Tasks to carry out
1. Answer these about the article on qualitatively-derived concepts, one line each:
(a) Who wrote it?
(b) In which journal and year did it appear?
(c) What does it call a sacred tenet of qualitative inquiry?
2. In one to three sentences, explain why the article on qualitatively-derived concepts says that starting a project from a chosen concept raises a question of validity.
3. Resume the article on qualitatively-derived concepts after its last sentence and carry its argument forward.

Document extract
Exploring Qualitatively-derived Concepts: Inductive—Deductive Pitfalls

Janice M. Morse and Carl Mitcham

Citation information for this section:
Morse, J. M., & Mitcham, C. (2002). Exploring qualitatively-derived concepts: Inductive—deductive pitfalls . International Journal of Qualitative Methods, 1(4). Article 3. Retrieved DATE from http://www.ualberta.ca/~ijqm.


Analytic induction is a sacred tenet of qualitative inquiry.1 Therefore, when one begins a project focusing on concept of interest (rather than allowing the concepts to emerge from the data per se), how does one maintain a valid approach? When commencing inquiry with a chosen concept or phenomena of interest, rather than with a question from the data per se about what is going on, how does one control deductive tendencies to see what one desires to see and which threaten validity?

Dataset excerpt
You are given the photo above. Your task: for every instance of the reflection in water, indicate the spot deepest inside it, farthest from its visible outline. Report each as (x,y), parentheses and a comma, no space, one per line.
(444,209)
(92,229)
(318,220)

Answers to each task
1.
(a) Janice M. Morse and Carl Mitcham
(b) International Journal of Qualitative Methods, 2002
(c) Analytic induction

2. Analytic induction is a sacred tenet of qualitative inquiry, and starting from a chosen concept means the concepts do not emerge from the data. This invites deductive tendencies to see what one desires to see, and those tendencies threaten validity.

3.
Difficulties stem from the nature of induction itself – Is analytic induction an impossible operation in qualitative research, as Popper (1963/65) suggests? In this section, we first discuss Popper’s concern, followed by a discussion of two major threats that may prevent an inductive approach in qualitative research.2 The first threat is the “pink elephant paradox;” the second is the avoidance of conceptual tunnel vision or, specifically, how does the researcher decontextualize the concept of interest from the surrounding context and thereby avoid the tendency to consider all data to be pertinent to the concept of interest? As we explore each of these pitfalls, and we present methodological strategies to maintain both the integrity of the concept and the integrity of the research.

The myth of induction

Popper (1963/65, p. 46) identified the most well-known threat to inductive soundness, which has become the Archille’s heel of qualitative inquiry.3 Popper summed up his challenge to the notion of induction with an example of a group of physics students in Vienna in the 1940’s:

Take a pencil and paper; carefully observe, and write down what you have observed!’ They asked, of course, what I wanted them to observe. Clearly the instruction, ‘Observe!’ is absurd. (p. 46)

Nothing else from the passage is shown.